> **Задание**: Допишите продолжение воспоминаний о работе в редакции и о цензуре, начав сразу после их последней фразы.

━━ Отрывок текста ━━

Иногда предметом обсуждения становились рукописи постоянного автора газеты Георгия Шапошникова. Помню, Лена читала мне авторский текст сказки о «фрице» по фамилии Блошке и его попугае. При забавном сюжете сказка отличалась вялым и растянутым изложением. В процессе правки Лена заменяла длиннющие авторские «периоды» короткой динамичной фразой и проверяла результат моей реакцией: «Жил-был немец. Звали его Блошке. У Блошке был попугай. Обыкновенный серовато-розовый, с чубчиком» и т.д. После правки от авторского текста оставались только рожки да ножки — сюжет и подпись. Впору бы говорить о соавторстве. Но Лена никогда на это не претендовала. Автору доставались и «слава» и гонорар.

Вместе мы готовили и «Рассказы в картинках». Идея этого материала принадлежала Лене, она же готовила стихотворный текст, а я его иллюстрировала. Под каждым рисунком помещалась соответствующая часть общего текста. Все вместе выглядело очень неплохо.

Янкелевич с острова Пасхи

В жизни нашего коллектива не последняя роль принадлежала цензуре. Слова «цензор», «цензура» к тому времени были изъяты из употребления. Конституция, наряду с другими свободами и правами граждан, провозглашала свободу печати. Но стыдливо прикрытая новым названием, цензура продолжала существовать, и была очень жёсткой.

Печатные издания проходили цензуру в учреждениях под названием Обллито. Расшифровать не берусь. Но отсюда происходили два глагола, которые были у нас в постоянном употреблении: «литовать» и «залитовать». «Залитованными» назывались материалы, благополучно прошедшие цензуру.

Моя встреча с цензурой, ещё заочная, произошла в первые же дни работы в Ростиздате. Она не была связана с «Наводкой», но настолько типична, что рассказать о ней необходимо. Мне поручили художественное оформление табельного календаря на 1942 год. Я справилась с этим делом быстро и, как мне казалось, блистательно. По сторонам календаря я нарисовала двух упитанных чёрных гадов со свастикой на боку — нечто среднее между удавом и драконом. Левого гада разил штыком красноармеец, на правого замахивался молотом рабочий. Истекая кровью, гады таращили глаза на своих противников и шипели, раскрыв пасть…

Более созвучное времени оформление, на мой взгляд, трудно было придумать. Я гордилась собой. Лене рисунок тоже нравился. Она нашла в нем сходство с рисунками Маяковского в «Окнах РОСТА». Но цензура! Проблема идейного содержания рисунка цензора не волновала. Его заботило другое — облик, внешний вид красноармейца и рабочего.

━━━
━━ Записи ━━

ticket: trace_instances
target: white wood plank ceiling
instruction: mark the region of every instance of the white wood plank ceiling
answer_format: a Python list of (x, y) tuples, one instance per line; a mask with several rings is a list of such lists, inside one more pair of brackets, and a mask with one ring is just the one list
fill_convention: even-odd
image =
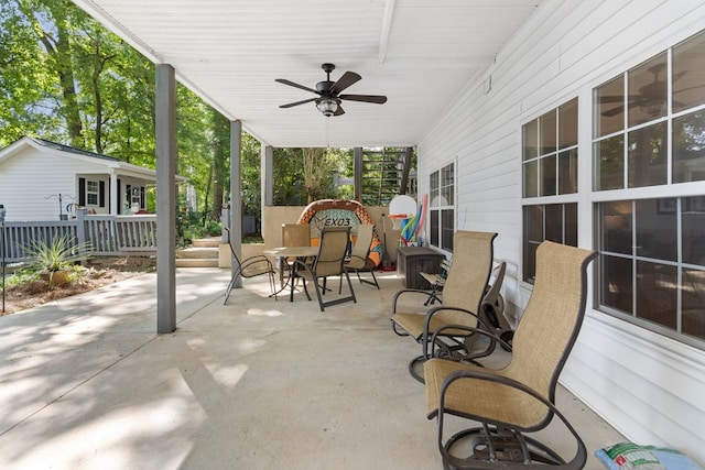
[[(541, 0), (74, 0), (246, 131), (273, 146), (405, 146), (485, 70)], [(362, 76), (324, 117), (310, 88), (333, 63)]]

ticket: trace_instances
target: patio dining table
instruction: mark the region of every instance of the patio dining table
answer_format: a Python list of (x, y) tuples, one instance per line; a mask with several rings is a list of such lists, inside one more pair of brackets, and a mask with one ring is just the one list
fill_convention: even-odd
[[(289, 258), (296, 258), (297, 260), (305, 260), (316, 258), (318, 255), (318, 247), (278, 247), (271, 248), (269, 250), (263, 250), (262, 254), (267, 256), (276, 256), (282, 258), (284, 260)], [(295, 273), (296, 264), (289, 270), (289, 277), (286, 282), (282, 284), (282, 287), (276, 292), (283, 292), (286, 288), (286, 285), (291, 286), (291, 293), (289, 295), (289, 302), (294, 302), (294, 273)], [(308, 298), (311, 300), (311, 298)]]

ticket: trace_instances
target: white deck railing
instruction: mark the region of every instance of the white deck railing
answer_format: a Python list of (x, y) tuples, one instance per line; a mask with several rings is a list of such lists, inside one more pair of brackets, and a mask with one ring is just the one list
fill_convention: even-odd
[(4, 248), (7, 263), (26, 260), (26, 247), (32, 241), (50, 243), (55, 236), (69, 234), (79, 245), (91, 247), (94, 256), (121, 256), (128, 254), (156, 253), (156, 216), (89, 216), (78, 210), (72, 220), (4, 222)]

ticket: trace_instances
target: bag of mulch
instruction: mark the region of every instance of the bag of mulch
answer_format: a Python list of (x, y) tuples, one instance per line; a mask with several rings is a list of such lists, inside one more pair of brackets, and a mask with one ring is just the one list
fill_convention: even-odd
[(703, 470), (672, 447), (621, 442), (596, 450), (595, 457), (609, 470)]

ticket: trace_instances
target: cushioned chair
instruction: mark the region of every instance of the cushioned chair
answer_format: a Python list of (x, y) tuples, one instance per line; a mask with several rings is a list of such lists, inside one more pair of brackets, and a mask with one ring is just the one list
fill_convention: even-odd
[[(361, 223), (357, 227), (357, 240), (355, 241), (355, 245), (352, 245), (350, 260), (345, 263), (345, 267), (355, 270), (355, 274), (357, 274), (360, 283), (370, 284), (379, 288), (377, 277), (375, 276), (375, 266), (369, 262), (373, 234), (375, 226), (371, 223)], [(360, 277), (360, 271), (369, 271), (370, 274), (372, 274), (372, 281)]]
[(225, 231), (228, 233), (228, 245), (230, 247), (230, 253), (232, 254), (232, 277), (230, 278), (230, 283), (228, 284), (228, 288), (225, 292), (225, 302), (223, 305), (228, 303), (228, 298), (230, 297), (230, 291), (235, 287), (235, 284), (238, 277), (257, 277), (261, 275), (269, 276), (269, 286), (272, 291), (272, 295), (276, 298), (276, 286), (274, 284), (274, 265), (269, 260), (269, 258), (263, 254), (258, 254), (254, 256), (250, 256), (246, 260), (240, 261), (240, 256), (235, 252), (235, 248), (232, 247), (232, 240), (230, 239), (230, 229), (225, 227)]
[[(585, 466), (585, 445), (555, 407), (555, 389), (583, 323), (586, 271), (594, 256), (592, 251), (550, 241), (539, 247), (533, 292), (514, 331), (511, 361), (503, 369), (490, 370), (440, 358), (424, 363), (427, 415), (430, 419), (438, 418), (438, 448), (444, 468)], [(484, 329), (476, 332), (490, 335)], [(445, 440), (446, 415), (481, 425)], [(547, 446), (524, 435), (545, 428), (553, 416), (562, 420), (577, 442), (576, 453), (567, 463)], [(454, 423), (454, 428), (457, 427), (458, 423)], [(460, 449), (464, 455), (459, 455)]]
[[(348, 242), (350, 240), (350, 228), (349, 227), (326, 227), (321, 231), (321, 240), (318, 245), (318, 254), (313, 263), (306, 263), (301, 260), (294, 261), (292, 265), (292, 282), (295, 278), (304, 280), (304, 291), (306, 293), (306, 297), (311, 300), (311, 295), (308, 294), (308, 287), (306, 284), (311, 282), (315, 289), (316, 296), (318, 297), (318, 306), (321, 307), (321, 311), (325, 310), (325, 307), (336, 304), (341, 304), (344, 302), (352, 300), (357, 303), (357, 298), (355, 297), (355, 291), (352, 289), (352, 283), (350, 282), (350, 276), (348, 275), (347, 270), (345, 269), (345, 254), (348, 249)], [(323, 295), (326, 291), (326, 280), (329, 276), (340, 276), (340, 283), (343, 283), (343, 276), (347, 280), (348, 288), (350, 289), (350, 294), (345, 297), (336, 297), (330, 300), (324, 302)], [(318, 283), (318, 280), (323, 278), (323, 285)], [(340, 288), (338, 289), (340, 292)], [(293, 289), (291, 292), (291, 299), (293, 300)]]
[[(430, 339), (435, 330), (446, 325), (477, 327), (484, 324), (477, 316), (492, 269), (492, 243), (497, 233), (458, 230), (453, 237), (453, 263), (443, 285), (443, 305), (436, 305), (424, 313), (400, 311), (402, 296), (413, 293), (432, 294), (405, 288), (392, 298), (392, 329), (400, 336), (411, 336), (422, 345), (422, 354), (409, 363), (409, 372), (423, 382), (417, 367), (430, 357)], [(427, 297), (424, 297), (427, 298)], [(406, 304), (408, 305), (408, 304)], [(489, 328), (489, 327), (487, 327)], [(488, 329), (489, 330), (489, 329)], [(436, 336), (436, 353), (454, 357), (456, 360), (475, 360), (489, 356), (496, 342), (490, 341), (481, 351), (470, 351), (465, 340), (473, 330), (446, 328)]]

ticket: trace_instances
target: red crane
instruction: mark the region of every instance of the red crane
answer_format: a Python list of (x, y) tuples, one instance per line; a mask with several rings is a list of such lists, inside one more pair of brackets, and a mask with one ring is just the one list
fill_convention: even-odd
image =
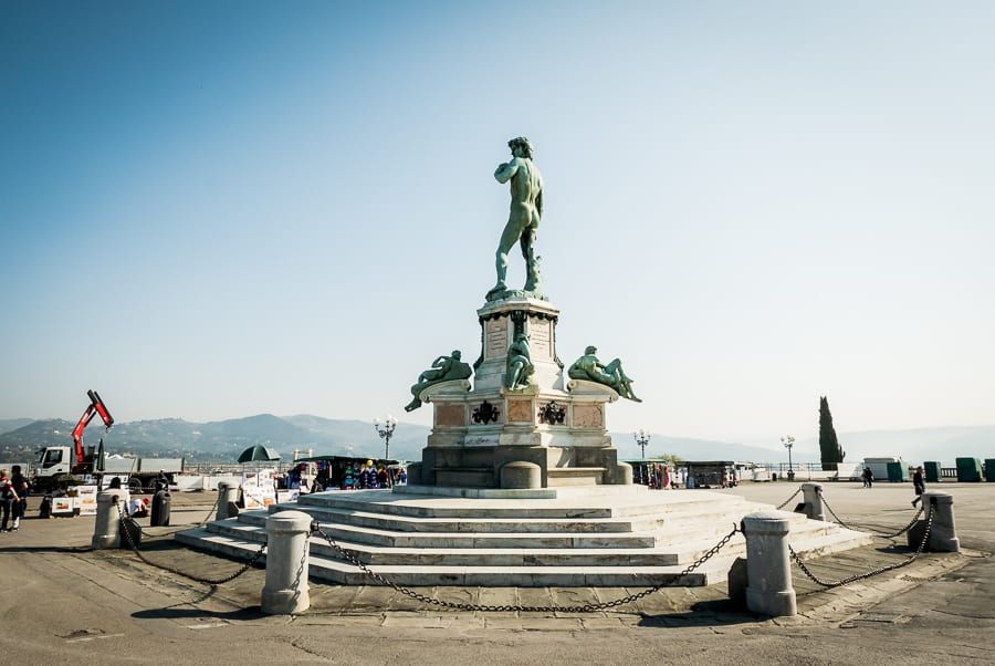
[(111, 426), (114, 425), (114, 417), (111, 416), (111, 412), (107, 410), (107, 406), (104, 405), (104, 400), (101, 399), (97, 392), (91, 389), (86, 392), (86, 395), (90, 396), (90, 404), (86, 406), (86, 410), (83, 412), (83, 416), (80, 417), (78, 423), (76, 423), (76, 427), (73, 428), (73, 444), (76, 446), (76, 464), (73, 466), (73, 474), (86, 474), (90, 471), (87, 469), (87, 456), (83, 450), (83, 430), (86, 429), (93, 417), (97, 414), (101, 415), (106, 426), (105, 433), (109, 431)]

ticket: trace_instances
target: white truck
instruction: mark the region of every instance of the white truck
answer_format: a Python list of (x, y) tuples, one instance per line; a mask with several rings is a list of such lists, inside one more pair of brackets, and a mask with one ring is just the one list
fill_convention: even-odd
[(94, 454), (92, 446), (84, 450), (83, 430), (94, 416), (101, 416), (107, 430), (114, 425), (114, 417), (111, 416), (101, 396), (95, 391), (88, 391), (86, 395), (90, 397), (90, 405), (73, 428), (75, 456), (73, 449), (67, 446), (46, 446), (41, 449), (34, 466), (35, 492), (48, 493), (67, 486), (80, 486), (85, 477), (100, 480), (104, 476), (122, 477), (133, 492), (140, 492), (154, 489), (156, 479), (160, 476), (171, 483), (172, 477), (184, 471), (182, 458), (108, 457), (104, 454), (103, 439), (97, 454)]
[(97, 465), (96, 459), (84, 456), (81, 468), (73, 464), (71, 451), (67, 446), (46, 446), (39, 451), (38, 462), (34, 465), (36, 492), (51, 492), (56, 488), (81, 485), (85, 476), (121, 477), (132, 492), (142, 492), (154, 490), (160, 475), (174, 483), (174, 477), (184, 471), (182, 458), (118, 458), (106, 454), (103, 466)]

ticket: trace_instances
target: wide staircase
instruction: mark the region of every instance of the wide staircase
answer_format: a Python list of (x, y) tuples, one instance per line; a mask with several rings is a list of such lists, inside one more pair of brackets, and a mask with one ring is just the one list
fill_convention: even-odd
[[(538, 490), (397, 487), (301, 496), (176, 534), (192, 548), (248, 559), (266, 540), (269, 513), (298, 510), (352, 556), (399, 585), (633, 586), (724, 581), (745, 555), (742, 533), (690, 573), (744, 516), (773, 507), (708, 490), (595, 486)], [(788, 541), (804, 558), (848, 550), (871, 537), (790, 517)], [(314, 580), (378, 582), (321, 533), (310, 538)]]

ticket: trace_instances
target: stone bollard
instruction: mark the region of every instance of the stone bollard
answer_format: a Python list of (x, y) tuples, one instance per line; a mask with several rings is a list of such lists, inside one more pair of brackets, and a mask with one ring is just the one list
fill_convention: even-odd
[[(935, 506), (933, 506), (934, 500)], [(930, 540), (924, 550), (943, 553), (960, 552), (961, 540), (957, 539), (957, 525), (953, 517), (953, 496), (949, 492), (928, 490), (922, 493), (922, 504), (925, 508), (924, 520), (917, 521), (909, 530), (909, 548), (915, 550), (922, 543), (930, 513), (935, 511), (933, 525), (930, 528)]]
[(90, 548), (106, 550), (121, 545), (121, 517), (128, 513), (128, 491), (123, 488), (97, 493), (97, 516)]
[(618, 462), (615, 466), (615, 483), (617, 486), (632, 486), (632, 466), (628, 462)]
[(802, 498), (805, 500), (805, 516), (809, 520), (825, 522), (826, 513), (823, 511), (823, 485), (806, 481), (802, 483)]
[(421, 483), (421, 462), (408, 464), (408, 486), (419, 486)]
[(266, 519), (266, 584), (262, 612), (301, 613), (311, 606), (307, 586), (307, 538), (312, 518), (303, 511), (281, 511)]
[(527, 489), (543, 487), (543, 468), (535, 462), (513, 460), (501, 467), (501, 488)]
[(798, 614), (792, 587), (789, 524), (789, 519), (778, 511), (757, 511), (743, 518), (746, 607), (753, 613), (772, 617)]
[(224, 520), (239, 514), (239, 487), (221, 481), (218, 483), (218, 512), (214, 520)]

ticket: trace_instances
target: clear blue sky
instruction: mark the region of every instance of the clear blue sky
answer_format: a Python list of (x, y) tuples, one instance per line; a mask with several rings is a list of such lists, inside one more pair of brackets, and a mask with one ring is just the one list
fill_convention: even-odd
[[(0, 3), (0, 418), (405, 415), (528, 136), (609, 427), (995, 423), (995, 3)], [(514, 257), (510, 275), (521, 280)]]

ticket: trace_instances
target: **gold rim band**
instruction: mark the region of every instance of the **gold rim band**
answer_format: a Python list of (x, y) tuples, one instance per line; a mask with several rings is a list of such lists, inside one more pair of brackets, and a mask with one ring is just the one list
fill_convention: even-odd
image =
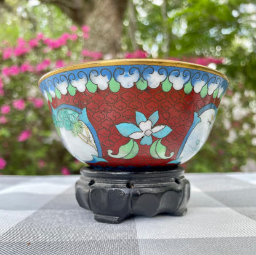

━━━

> **Ответ**:
Эти фигуры на моём рисунке были символическими, их значение распознавалось само собой благодаря атрибутам каждого: винтовка у красноармейца, молот — у рабочего. Цензор потребовал стопроцентно натуралистического воплощения этих фигур. Речь шла о шинели, каске, сапогах, поясном ремне, портупее, комбинезоне с карманами, кепке и т.п.

Требования цензора пришлось выполнить. В результате рисунок был безнадёжно испорчен. Вот он лежит передо мной, злополучный календарь. Без ужаса смотреть на него не могу. Изуродованный, оглуплённый, он был напечатан и благополучно продан. Рада одному: на нём не указана фамилия художника.

Забавно, что от вмешательства цензуры «фашистские гады», в отличие от красноармейца и рабочего, совсем не пострадали! Это к вопросу о социальной природе формализма… Он неизбежно служит реакции.

«Наводку» литовал цензор Янкелевич. Видно по всему, что и злополучный календарь мой не миновал его рук. По выражению Лены, он не «литовал», а лютовал. И дело было не в том, что обнаруживались какие-то просчёты авторов или редактора. Такого не было и быть не могло. «Наводку» делали люди грамотные. Страдания наши были безвинны. Они проистекали от тупого буквоедства и мелкого тиранства некомпетентного, превратно понимающего свои задачи человека, неумного и чуждого культуре.

Литературные материалы проходили более или менее благополучно. Я только сейчас догадалась почему — работы было много, и он просто не успевал их прочитывать. Но не всем везло. Например, Лене пришлось испытывать немало волнений по случаю «литования» её сказки «Четыре стихии».

С рисунками дело обстояло хуже. Наши материалы многократно путешествовали из редакции в Обллито и обратно.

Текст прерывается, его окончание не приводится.